#### Written problem:
Quote, character for character, the lines of the entries below from the one containing "house wall -> trace every instance" through the one containing "[[[15,9],[15,14],[20,15],[21,14],[21,9]]]", inclusive.

#### Records to process:
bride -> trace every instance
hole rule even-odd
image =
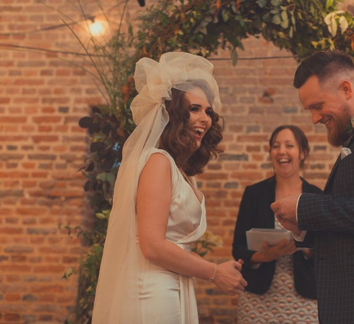
[[[93,324],[197,323],[193,277],[231,295],[247,284],[242,260],[216,265],[191,251],[206,229],[194,176],[220,152],[222,138],[212,68],[181,52],[136,64],[131,109],[138,126],[114,189]]]

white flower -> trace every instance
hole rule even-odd
[[[340,18],[339,18],[339,26],[340,26],[340,31],[342,34],[346,30],[349,25],[346,18],[344,16],[341,16]]]

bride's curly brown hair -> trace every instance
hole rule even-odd
[[[198,88],[205,93],[212,107],[213,98],[206,82],[195,80],[190,83],[191,89]],[[161,135],[160,148],[169,153],[177,166],[187,176],[202,173],[210,160],[223,152],[217,147],[222,139],[223,127],[218,122],[220,117],[213,110],[211,111],[212,125],[203,137],[199,148],[194,151],[196,143],[195,130],[189,126],[190,103],[185,97],[185,91],[172,88],[171,92],[171,100],[165,102],[169,121]]]

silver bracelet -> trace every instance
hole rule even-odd
[[[214,278],[215,278],[215,275],[216,274],[216,264],[215,264],[215,271],[214,271],[214,275],[209,279],[209,281],[211,281],[211,282],[212,282],[214,281]]]

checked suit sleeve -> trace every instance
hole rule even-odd
[[[303,194],[298,206],[299,229],[354,234],[354,198]]]

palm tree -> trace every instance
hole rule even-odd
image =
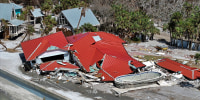
[[[183,15],[181,12],[175,12],[172,14],[172,17],[169,23],[163,25],[163,30],[169,30],[170,33],[170,41],[172,42],[172,38],[176,37],[175,28],[178,26],[178,23],[183,19]]]
[[[8,22],[5,19],[1,19],[1,21],[2,21],[2,26],[3,26],[3,31],[4,31],[4,39],[7,39],[8,30],[9,30]]]
[[[1,42],[1,40],[0,40],[0,44],[6,49],[6,51],[8,50],[8,48],[7,48],[7,46],[6,45],[4,45],[4,43],[3,42]]]

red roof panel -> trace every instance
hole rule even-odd
[[[73,46],[70,49],[77,51],[75,55],[87,72],[90,72],[89,67],[102,59],[104,54],[116,56],[125,62],[132,60],[136,67],[145,66],[128,55],[122,45],[124,41],[119,37],[105,32],[89,32],[85,34],[87,35],[73,42]],[[99,36],[101,40],[95,41],[93,36]]]
[[[157,65],[174,72],[180,71],[181,74],[189,79],[197,79],[200,77],[200,69],[192,68],[190,66],[175,62],[167,58],[159,60]]]
[[[49,46],[64,48],[68,44],[62,31],[21,43],[27,61],[34,60],[47,50]]]
[[[117,76],[130,74],[132,72],[128,62],[113,56],[105,55],[98,73],[102,73],[102,81],[113,81]]]
[[[55,71],[55,69],[59,69],[59,68],[79,69],[78,66],[72,65],[70,63],[67,63],[67,62],[62,62],[62,63],[63,63],[63,65],[57,63],[56,61],[42,63],[40,65],[40,70],[42,70],[42,71]]]

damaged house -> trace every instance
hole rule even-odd
[[[106,32],[87,32],[64,37],[57,32],[21,44],[27,61],[39,65],[41,71],[59,68],[78,69],[95,73],[102,81],[114,81],[145,67],[128,55],[123,41]],[[77,66],[71,64],[73,61]]]
[[[144,67],[141,62],[130,57],[122,39],[106,32],[87,32],[67,37],[73,44],[74,61],[85,72],[98,71],[102,81],[113,81],[120,75],[133,73]],[[132,66],[129,65],[131,61]]]
[[[69,63],[70,55],[63,33],[57,32],[48,36],[21,43],[26,61],[30,61],[33,68],[41,71],[55,71],[59,68],[79,69]]]

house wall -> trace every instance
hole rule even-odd
[[[62,50],[52,50],[52,51],[47,51],[41,55],[39,55],[36,58],[36,64],[41,64],[44,63],[42,61],[42,59],[47,58],[47,57],[54,57],[54,56],[58,56],[58,55],[63,55],[63,61],[65,62],[69,62],[70,59],[70,55],[67,51],[62,51]]]
[[[15,9],[15,14],[20,15],[21,14],[21,9]]]

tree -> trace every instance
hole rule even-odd
[[[76,29],[76,33],[81,33],[83,31],[85,32],[97,32],[97,28],[95,26],[92,26],[90,23],[85,23],[82,25],[79,29]]]
[[[33,25],[29,24],[27,26],[26,32],[28,34],[28,40],[30,40],[30,36],[33,35],[33,32],[35,32]]]
[[[7,46],[6,45],[4,45],[4,43],[3,42],[1,42],[1,40],[0,40],[0,44],[6,49],[6,51],[8,50],[8,48],[7,48]]]
[[[163,30],[169,30],[170,33],[170,41],[172,42],[172,38],[176,38],[176,28],[180,26],[179,22],[183,19],[183,15],[181,12],[177,11],[172,14],[169,23],[164,24]],[[177,28],[179,29],[179,28]],[[180,32],[180,31],[179,31]]]
[[[1,19],[1,22],[2,22],[2,28],[3,28],[3,31],[4,31],[4,39],[7,39],[7,36],[8,36],[7,31],[9,30],[8,22],[5,19]]]
[[[55,7],[52,10],[52,12],[58,14],[62,10],[84,7],[84,5],[86,4],[87,3],[85,2],[85,0],[60,0],[57,4],[55,4]]]
[[[41,34],[41,36],[43,36],[44,34],[48,35],[49,32],[52,30],[53,26],[57,24],[56,19],[52,18],[50,15],[44,17],[43,23],[44,23],[44,31]]]
[[[146,41],[146,36],[159,33],[153,21],[143,11],[128,11],[123,5],[113,5],[114,20],[119,35],[123,38],[133,38],[133,34],[141,34],[142,41]]]
[[[42,11],[45,11],[45,15],[51,11],[53,8],[53,2],[52,0],[45,0],[44,3],[42,4]]]

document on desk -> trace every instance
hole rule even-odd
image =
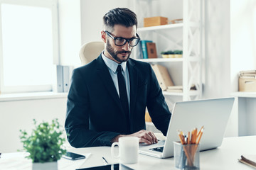
[[[85,156],[85,159],[69,160],[65,158],[61,158],[58,161],[58,169],[69,170],[80,169],[90,158],[91,153],[81,154]]]
[[[241,159],[238,159],[238,161],[253,168],[256,168],[256,154],[241,155]]]

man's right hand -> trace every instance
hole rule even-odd
[[[121,137],[139,137],[139,143],[146,143],[148,144],[154,144],[154,143],[158,142],[157,138],[155,136],[155,135],[154,134],[154,132],[152,132],[151,131],[147,131],[145,130],[139,130],[139,132],[132,133],[131,135],[119,135],[116,136],[115,137],[114,137],[111,140],[111,142],[114,143],[115,142],[118,142],[119,138]]]

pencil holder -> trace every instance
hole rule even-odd
[[[182,144],[174,142],[175,167],[178,169],[200,169],[199,144]]]

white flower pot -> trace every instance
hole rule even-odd
[[[33,170],[58,170],[58,162],[33,163]]]

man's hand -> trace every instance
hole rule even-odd
[[[145,130],[139,130],[139,132],[137,132],[135,133],[132,133],[131,135],[119,135],[114,137],[111,142],[118,142],[118,140],[121,137],[139,137],[139,143],[146,143],[148,144],[157,143],[157,139],[156,136],[154,135],[154,132],[147,131]]]

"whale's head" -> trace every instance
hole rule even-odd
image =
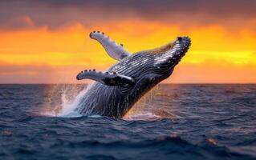
[[[144,90],[169,78],[190,46],[190,38],[178,37],[161,47],[140,51],[125,58],[110,69],[133,79]]]
[[[123,117],[144,94],[168,78],[191,42],[188,37],[178,37],[161,47],[130,54],[123,45],[117,45],[103,33],[93,32],[90,37],[99,41],[108,54],[119,62],[104,73],[85,70],[76,78],[98,82],[91,89],[91,93],[96,94],[88,94],[91,98],[99,98],[100,94],[95,113],[103,110],[101,114],[116,118]],[[105,105],[108,107],[102,110]]]

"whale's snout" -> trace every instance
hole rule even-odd
[[[173,42],[165,46],[169,47],[165,49],[165,52],[157,54],[155,58],[155,66],[161,70],[173,70],[185,56],[190,45],[191,39],[189,37],[177,37]]]

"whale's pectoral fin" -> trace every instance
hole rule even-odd
[[[105,49],[108,55],[115,59],[121,60],[131,55],[128,51],[124,49],[122,44],[116,44],[103,32],[93,31],[90,34],[90,38],[98,41]]]
[[[121,75],[116,72],[96,72],[95,70],[82,71],[76,76],[76,79],[91,79],[109,86],[127,87],[135,83],[134,79],[131,77]]]

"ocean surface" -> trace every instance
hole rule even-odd
[[[0,159],[256,159],[256,85],[160,85],[122,119],[74,112],[86,87],[0,85]]]

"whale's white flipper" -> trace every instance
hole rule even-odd
[[[114,41],[110,39],[109,37],[105,35],[103,32],[91,32],[90,38],[98,41],[105,49],[108,55],[116,60],[121,60],[124,58],[131,55],[131,54],[128,51],[123,48],[122,44],[116,44]]]
[[[135,83],[134,79],[131,77],[121,75],[116,72],[96,72],[95,70],[85,70],[76,76],[76,79],[91,79],[109,86],[119,86],[126,87],[132,86]]]

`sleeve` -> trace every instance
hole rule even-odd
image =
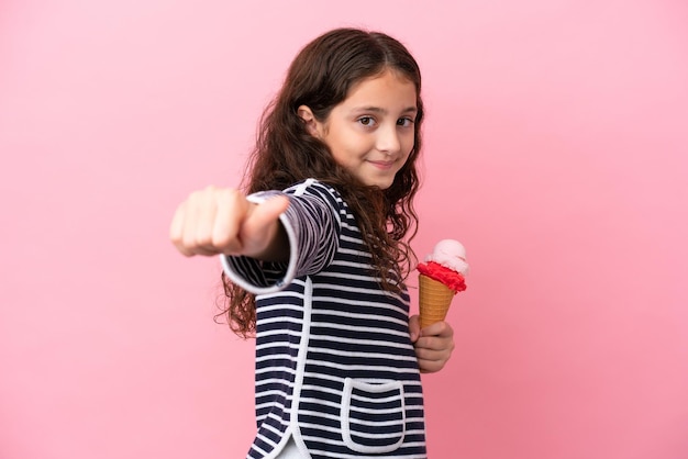
[[[279,291],[296,278],[322,271],[339,249],[342,199],[333,189],[309,179],[285,191],[251,194],[248,200],[263,202],[279,194],[289,198],[289,208],[279,216],[289,239],[289,260],[220,256],[232,282],[255,294]]]

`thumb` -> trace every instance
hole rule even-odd
[[[415,343],[421,335],[421,323],[418,314],[409,318],[409,333],[411,334],[411,343]]]
[[[251,225],[254,227],[267,226],[282,214],[289,206],[287,197],[270,198],[260,202],[251,210]]]

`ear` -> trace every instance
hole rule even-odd
[[[303,120],[309,134],[320,138],[320,122],[315,119],[313,111],[308,105],[300,105],[297,109],[297,114]]]

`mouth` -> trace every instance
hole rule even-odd
[[[395,160],[378,160],[378,161],[368,161],[370,163],[370,165],[373,165],[374,167],[381,169],[381,170],[389,170],[395,166]]]

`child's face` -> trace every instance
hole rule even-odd
[[[318,136],[360,181],[387,189],[413,149],[415,96],[415,86],[392,71],[365,79],[315,123]]]

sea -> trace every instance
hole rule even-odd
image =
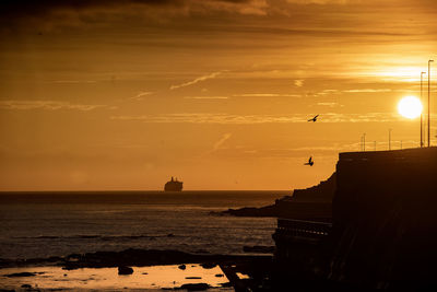
[[[291,194],[0,192],[0,258],[47,258],[127,248],[244,254],[244,246],[274,245],[276,220],[220,212],[272,205]]]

#### The solution:
house wall -> trace every instance
hole rule even-odd
[[[62,50],[52,50],[52,51],[47,51],[41,55],[39,55],[36,58],[36,64],[41,64],[44,63],[42,61],[42,59],[47,58],[47,57],[54,57],[54,56],[58,56],[58,55],[63,55],[63,61],[65,62],[69,62],[70,59],[70,55],[67,51],[62,51]]]
[[[15,9],[15,14],[20,15],[21,14],[21,9]]]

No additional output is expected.